Exercise prompt:
For each record below, give an exact transcription.

Raw data:
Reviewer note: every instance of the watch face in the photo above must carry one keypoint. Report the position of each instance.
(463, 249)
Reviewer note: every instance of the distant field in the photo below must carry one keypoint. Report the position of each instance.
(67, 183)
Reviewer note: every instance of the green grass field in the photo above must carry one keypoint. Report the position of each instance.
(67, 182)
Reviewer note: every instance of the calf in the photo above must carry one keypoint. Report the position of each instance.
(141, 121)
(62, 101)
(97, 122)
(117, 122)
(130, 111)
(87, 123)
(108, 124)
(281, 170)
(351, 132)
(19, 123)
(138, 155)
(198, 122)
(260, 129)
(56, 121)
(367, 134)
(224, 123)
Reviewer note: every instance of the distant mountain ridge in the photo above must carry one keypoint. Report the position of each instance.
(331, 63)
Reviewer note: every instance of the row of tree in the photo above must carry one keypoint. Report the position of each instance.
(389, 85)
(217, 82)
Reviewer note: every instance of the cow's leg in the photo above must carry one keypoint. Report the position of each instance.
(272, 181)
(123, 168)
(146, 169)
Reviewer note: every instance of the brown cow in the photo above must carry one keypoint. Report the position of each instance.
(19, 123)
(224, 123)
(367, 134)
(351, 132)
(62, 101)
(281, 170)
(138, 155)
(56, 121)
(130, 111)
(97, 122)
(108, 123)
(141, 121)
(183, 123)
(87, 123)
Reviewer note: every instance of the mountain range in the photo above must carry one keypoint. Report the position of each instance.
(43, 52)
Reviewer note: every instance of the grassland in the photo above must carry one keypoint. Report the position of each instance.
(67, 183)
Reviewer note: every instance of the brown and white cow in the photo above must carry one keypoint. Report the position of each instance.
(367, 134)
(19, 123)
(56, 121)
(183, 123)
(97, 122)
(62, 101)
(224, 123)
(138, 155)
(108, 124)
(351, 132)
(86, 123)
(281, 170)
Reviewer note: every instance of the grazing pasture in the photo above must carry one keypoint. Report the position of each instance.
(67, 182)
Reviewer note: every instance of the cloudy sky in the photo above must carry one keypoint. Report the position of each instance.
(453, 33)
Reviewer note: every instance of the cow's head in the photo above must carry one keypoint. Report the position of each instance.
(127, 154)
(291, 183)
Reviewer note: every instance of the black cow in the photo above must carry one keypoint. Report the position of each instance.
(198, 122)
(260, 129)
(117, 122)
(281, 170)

Answer for this exercise:
Reviewer note: every instance of the watch face in the photo above must carry one keypoint. Report the position of each instance.
(463, 249)
Reviewer note: every instance of the distant field in the photo below must carry one keypoint. Report the position of each instance.
(67, 183)
Reviewer note: every instance of the green grass field in the photo above must carry one keypoint. Report the position of each instance.
(67, 182)
Reviewer note: every instance of the calf in the photo above must carry one keypoint. Report the position of each instance.
(141, 121)
(62, 101)
(97, 122)
(117, 122)
(130, 111)
(87, 123)
(108, 124)
(281, 170)
(351, 132)
(19, 123)
(138, 155)
(198, 122)
(260, 129)
(56, 121)
(367, 134)
(224, 123)
Reviewer note: every instance of the distant mountain ridge in the photo above must carry one keypoint. Report the position of each instance.
(331, 63)
Reviewer note: every instance of the row of tree in the photo above must carry one keypoint. Report the position of each instance.
(389, 85)
(217, 82)
Reviewer note: every instance of the cow's leg in the photo above must carry one keypoint. Report the position of each instance.
(272, 181)
(123, 168)
(146, 169)
Reviewer note: every instance of the brown cow in the photo above must carry one keypoint. Report the position of each instance.
(19, 123)
(224, 123)
(367, 134)
(351, 132)
(62, 101)
(281, 170)
(138, 155)
(56, 121)
(130, 111)
(97, 122)
(108, 123)
(141, 121)
(183, 123)
(87, 123)
Reviewer note: every instance of the mountain range in the photo above must carry one keypoint. Report the position of each instance.
(43, 52)
Reviewer note: every instance of the grassland in the photo above must carry one keypoint. Report the position of each instance.
(67, 183)
Reviewer note: every instance of the brown and white cow in the photo above must carry one keypoint. Report the position of each instance.
(367, 134)
(19, 123)
(56, 121)
(183, 123)
(97, 122)
(62, 101)
(224, 123)
(138, 155)
(108, 124)
(351, 132)
(86, 123)
(281, 170)
Reviewer note: every instance of the grazing pasture in the photo above must carry one keypoint. Report the position of each instance.
(67, 182)
Reviewer note: every instance of the cloudy sky in the photo above must carry one keypoint. Report the position of each instance.
(453, 33)
Reviewer note: every instance of the cow's head in the photo above must carry one keypoint. Report the position of each instance.
(127, 154)
(291, 183)
Reviewer note: every instance of the black cow in the photo above must carry one keypoint. Report the position of each instance.
(198, 122)
(260, 129)
(117, 122)
(281, 170)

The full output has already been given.